=== Records for processing ===
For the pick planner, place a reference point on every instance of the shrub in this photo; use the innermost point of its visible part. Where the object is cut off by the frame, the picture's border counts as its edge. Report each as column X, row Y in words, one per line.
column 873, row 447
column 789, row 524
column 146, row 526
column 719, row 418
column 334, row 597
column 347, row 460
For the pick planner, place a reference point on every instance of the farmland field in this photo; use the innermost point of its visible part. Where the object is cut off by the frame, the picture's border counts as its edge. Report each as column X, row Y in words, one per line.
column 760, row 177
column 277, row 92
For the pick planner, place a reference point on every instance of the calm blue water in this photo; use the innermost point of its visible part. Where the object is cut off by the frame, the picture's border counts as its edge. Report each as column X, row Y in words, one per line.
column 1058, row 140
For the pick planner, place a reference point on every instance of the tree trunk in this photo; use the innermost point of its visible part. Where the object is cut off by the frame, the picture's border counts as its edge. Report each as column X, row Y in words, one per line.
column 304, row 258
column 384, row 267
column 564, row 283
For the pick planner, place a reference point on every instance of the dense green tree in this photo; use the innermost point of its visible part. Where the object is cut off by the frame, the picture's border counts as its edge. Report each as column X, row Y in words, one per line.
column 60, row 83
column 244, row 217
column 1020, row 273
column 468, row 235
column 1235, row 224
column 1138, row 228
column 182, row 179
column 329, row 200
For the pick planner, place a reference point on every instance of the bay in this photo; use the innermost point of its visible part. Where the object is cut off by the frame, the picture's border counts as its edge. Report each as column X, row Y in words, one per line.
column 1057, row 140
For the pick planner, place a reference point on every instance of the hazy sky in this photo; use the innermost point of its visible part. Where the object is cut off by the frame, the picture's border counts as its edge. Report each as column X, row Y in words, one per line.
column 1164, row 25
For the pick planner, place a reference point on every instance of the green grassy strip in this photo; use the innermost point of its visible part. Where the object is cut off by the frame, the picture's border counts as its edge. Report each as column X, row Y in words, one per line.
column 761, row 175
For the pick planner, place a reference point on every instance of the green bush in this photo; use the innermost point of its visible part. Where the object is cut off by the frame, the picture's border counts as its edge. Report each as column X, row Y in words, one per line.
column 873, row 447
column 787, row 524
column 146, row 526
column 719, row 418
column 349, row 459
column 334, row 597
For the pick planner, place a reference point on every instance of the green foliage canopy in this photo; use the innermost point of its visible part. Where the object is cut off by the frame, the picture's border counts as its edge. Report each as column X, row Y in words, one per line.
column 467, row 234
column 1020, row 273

=== Written request ===
Reproduce the listing above verbatim, line for line.

=== Full answer ===
For the pick planner, place a reference point on every instance of the shrub in this photo; use the innermost point of its visible part. Where the object is cut off by the frame, the picture's border counts as its edge. Report each as column X, row Y in words, one per line.
column 873, row 447
column 789, row 524
column 146, row 526
column 719, row 418
column 334, row 597
column 347, row 460
For the pick planner, place a reference point on every instance of the farmland field in this photo; use the innermost point of its visible part. Where the object is cut off by the frame, the picture's border counts as its edge. Report each as column X, row Y in words, one per line.
column 760, row 177
column 277, row 92
For the pick planner, place a reference point on every instance of the calm blue water in this photo; use the innermost point of its visible part. Where the object is cut off by the frame, the picture's border counts as its edge. Report each as column X, row Y in words, one per line.
column 1058, row 140
For the pick planner, place a reference point on every instance of the tree trunk in this photo; use the innermost point of its visible part. Where the object is cut off by the frame, the picture's border counts as its edge. Report each as column X, row Y in words, one per line.
column 304, row 258
column 384, row 267
column 564, row 283
For the pick planner, place a reference point on every instance of the dense green tree in this photo; use the innermost point of its visible part. Where the object is cut off by the frame, the picture's border counts as its edge. Report each as column X, row Y in words, one per line.
column 60, row 83
column 244, row 217
column 1020, row 273
column 468, row 235
column 1235, row 224
column 1138, row 228
column 182, row 179
column 329, row 200
For the pick planner, place a reference point on every instance of the bay in this photo; use the innermost point of its visible part. Where the object is cut off by the frame, the picture's border counts as its edge. Report each as column X, row Y in words, one per line.
column 1057, row 140
For the pick planner, place a reference point on every instance of the hazy sky in this photo; use the innermost point of its visible part. Where the object is cut off by the frame, the picture's border counts as its edge. Report each as column X, row Y in words, one per line.
column 1164, row 25
For the pick planner, place a reference point on every instance of the green grassy strip in this photo; use the innermost point of its visible part. Where the object is cut off by the frame, the picture's border counts as its edge. Report each as column X, row Y in words, one per line.
column 761, row 175
For the pick planner, place a reference point on every instance of the green bush in this photo; use the innermost point of its visible part. Where the object is cut off by the frame, the picture's border counts as its edge. Report each as column X, row Y in words, one per line.
column 873, row 447
column 787, row 524
column 146, row 526
column 719, row 418
column 349, row 459
column 334, row 597
For the pick planner, place a reference point on every instance of the green foliage canopy in this photo; use the innermost point of its visible part. Where the object is cut off by the frame, the picture's border counts as its edge. Report each as column X, row Y in words, one per line.
column 467, row 234
column 1020, row 273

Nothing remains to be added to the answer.